先月14日、元航空幕僚長の田母神俊雄氏が、公職選挙法違反(買収)の疑いで東京地検特捜部により逮捕されたとの報道に接しました。田母神陣営で選挙対策本部事務局長だった島本順光(のぶてる)氏も同じく公選法違反(買収、被買収)の疑いで逮捕されたとのことです。
今回の容疑は、2014年2月の東京都知事選に立候補していた田母神容疑者が、落選後の3月中旬頃に東京都内の事務所で島本容疑者に報酬とみられる200万円を支払ったほか、二人で共謀して、田母神容疑者と一緒に投票を呼びかけるなどの選挙運動を行った報酬として運動員5人に計280万円を払ったというものです。

 

基本中の基本も知らない。有権者の投票離れをさらに進めた

まず、私が何より驚いたのは、田母神容疑者の選挙というものに対する意識の在りようです。この方、一時は航空幕僚長という役職にあり、我が国の防衛を担う大きな組織を束ねていた人です。強い規律のもとでコンプライアンスについても、一般企業以上に強く求められていたはずでした。
その田母神容疑者が、今回の事件に関して「違法性の認識はなかった」(朝日新聞より)というのは、にわかに信じられないことです。前回の柚木氏の有料広告の問題でも取り上げましたが、今回の問題の核心となる「買収」については、立候補者はもちろん、その周りで補佐をする人間も知っておかなければならない選挙に関するコンプライアンスの「基本中の基本」であり、仮に選挙に出ようとする者が、この程度のことも勉強していないのかとあきれるばかりです。
そしてさらに私が憂うのは、こういう公正であるべき選挙の不祥事が続くと、選挙や政治への信頼感がどんどんと薄れ、有権者の投票意欲にブレーキをかけるのではないかということです。どれだけ選挙管理委員会や明るい選挙推進団体が投票行動に関して啓発活動を行っていても、このような事件が頻発することで有権者の足を投票所から遠のかせることになるのは、なんとも歯がゆく、また悲しいという思いです。

* 手元の情報
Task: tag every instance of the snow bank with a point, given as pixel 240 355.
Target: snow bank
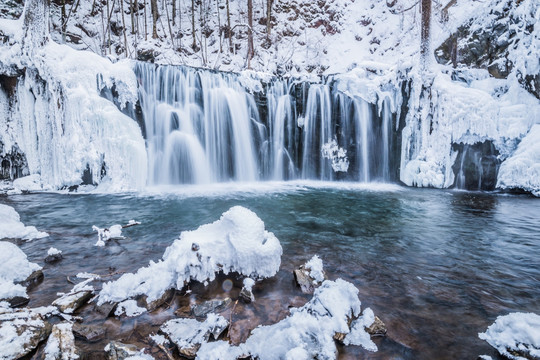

* 取り組む課題
田母神氏の逮捕についての本文を、二文でまとめてください。

* 解答例
元航空幕僚長の田母神俊雄氏が、2014年の東京都知事選をめぐって選対事務局長だった島本順光氏や運動員に報酬を払ったとして、公職選挙法違反(買収)の疑いで島本氏とともに逮捕された。筆者は、買収が選挙の「基本中の基本」であるのに「違法性の認識はなかった」とする田母神氏にあきれ、こうした不祥事が続けば有権者の足が投票所から遠のくと憂えている。